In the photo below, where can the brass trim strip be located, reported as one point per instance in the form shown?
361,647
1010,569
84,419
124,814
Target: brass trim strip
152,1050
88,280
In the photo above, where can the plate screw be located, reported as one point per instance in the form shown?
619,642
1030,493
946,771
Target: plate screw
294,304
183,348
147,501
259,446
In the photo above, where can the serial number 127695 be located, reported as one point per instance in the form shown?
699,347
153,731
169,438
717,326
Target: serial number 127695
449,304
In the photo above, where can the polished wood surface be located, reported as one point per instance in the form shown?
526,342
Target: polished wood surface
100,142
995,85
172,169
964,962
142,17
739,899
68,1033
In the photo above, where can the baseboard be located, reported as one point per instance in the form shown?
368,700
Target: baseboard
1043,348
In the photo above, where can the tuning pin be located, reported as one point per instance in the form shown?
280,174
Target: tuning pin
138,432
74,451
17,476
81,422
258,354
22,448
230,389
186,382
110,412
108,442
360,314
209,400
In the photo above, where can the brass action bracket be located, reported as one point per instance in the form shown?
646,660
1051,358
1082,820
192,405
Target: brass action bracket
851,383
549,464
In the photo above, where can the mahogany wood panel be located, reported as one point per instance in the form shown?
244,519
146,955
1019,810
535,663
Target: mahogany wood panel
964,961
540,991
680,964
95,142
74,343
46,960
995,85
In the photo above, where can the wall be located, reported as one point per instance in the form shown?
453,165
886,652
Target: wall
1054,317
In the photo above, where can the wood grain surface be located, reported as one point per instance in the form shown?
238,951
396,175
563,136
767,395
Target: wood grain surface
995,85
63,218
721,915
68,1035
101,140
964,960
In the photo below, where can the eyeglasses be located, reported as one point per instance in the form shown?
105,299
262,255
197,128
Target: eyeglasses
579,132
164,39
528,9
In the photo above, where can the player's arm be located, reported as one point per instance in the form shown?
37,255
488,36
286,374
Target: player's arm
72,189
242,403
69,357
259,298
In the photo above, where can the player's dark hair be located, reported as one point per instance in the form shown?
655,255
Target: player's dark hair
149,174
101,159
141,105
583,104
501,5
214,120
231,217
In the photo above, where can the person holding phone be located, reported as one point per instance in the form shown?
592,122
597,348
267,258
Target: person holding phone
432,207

◆ WHAT IS BEING ASKED
The answer is the full data, repeated exactly as shown.

◆ TASK RESPONSE
In the photo below, where can the brass trim strip be located, reported as one point per instance in the form shown?
361,647
1010,569
84,419
124,814
Target: brass trim strip
152,1050
88,280
In the photo above, where can the plate screw be located, reported as one point per instance in the form shown?
619,642
1030,493
946,771
Target: plate screw
294,304
183,348
147,501
259,446
In the photo above, where can the serial number 127695 be located, reported as one point per instance in the form shown?
699,347
153,731
169,438
717,326
Target: serial number 127695
449,304
In the photo above, where can the polished wood surface be located, reported as one point per instance in the form shown?
526,342
Target: polished wood surface
100,142
995,85
172,169
964,962
142,17
739,899
68,1033
In the photo above, where can the baseboard be located, reported as one point per instance in the form shown?
368,700
Target: baseboard
1043,348
In the photo above, where can the tuning pin be located, reported as one point per instance in the form shown?
280,174
Target: tuning pin
138,432
74,451
17,476
81,422
258,354
22,448
230,389
186,382
110,412
108,442
360,314
209,400
In the photo above, where can the brass action bracket be located, reported as one point per instance in the form shown?
646,660
1051,358
1082,820
192,405
Target: brass action bracket
851,383
549,464
In the photo above, where can the mahogany wood panel be located, reported as one point per instance in the form shown?
244,519
146,955
1019,810
535,663
Target: mahogany wood panel
964,961
540,991
680,964
95,142
74,343
46,960
995,85
In the photo above, where can the wall be located, reported as one point per instance in the form shown?
453,165
886,652
Target: wall
1054,317
In the photo above, where can the wood grain surface be located, reported as one point per instance in the form shown?
238,951
396,175
563,136
767,395
Target: wood grain surface
995,85
63,218
721,915
68,1035
101,140
964,960
In the photo below, where can the eyeglasses be located, reported as one point per instance in the form shown?
105,299
262,255
197,128
Target: eyeglasses
579,132
164,39
528,9
In the photo above, where can the player's arm be located, reported as one point per instance in the form shown?
37,255
488,36
286,374
Target: player's arm
72,189
242,403
69,357
259,298
In the photo above, where can the player's dark hair be located, reported as one point per instance in the form shown?
655,255
Target: player's dark hair
149,174
101,159
141,105
583,104
501,5
214,120
231,217
In the photo above, where can the person holding phone be located, reported as one point per instance in the form shown?
592,122
597,348
267,258
Target: person holding phone
432,207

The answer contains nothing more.